§ **Excerpts from a dataset**:
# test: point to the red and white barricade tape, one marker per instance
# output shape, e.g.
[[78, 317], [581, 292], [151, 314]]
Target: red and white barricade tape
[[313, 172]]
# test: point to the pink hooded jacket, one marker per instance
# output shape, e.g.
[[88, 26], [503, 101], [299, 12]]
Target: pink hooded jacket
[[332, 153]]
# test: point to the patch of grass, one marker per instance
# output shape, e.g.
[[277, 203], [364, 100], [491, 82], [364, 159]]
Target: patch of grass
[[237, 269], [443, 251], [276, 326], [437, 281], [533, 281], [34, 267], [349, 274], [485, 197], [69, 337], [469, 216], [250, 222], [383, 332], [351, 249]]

§ **Exercise**: Working from the entries above, filter out every line that lacks "point" and copy what remains.

§ **Exercise answer**:
# test: point to the red and white barricade tape, one marker per instance
# test: point to the pink hooded jacket, one marker per instance
# test: point to the patch of grass, one marker per instance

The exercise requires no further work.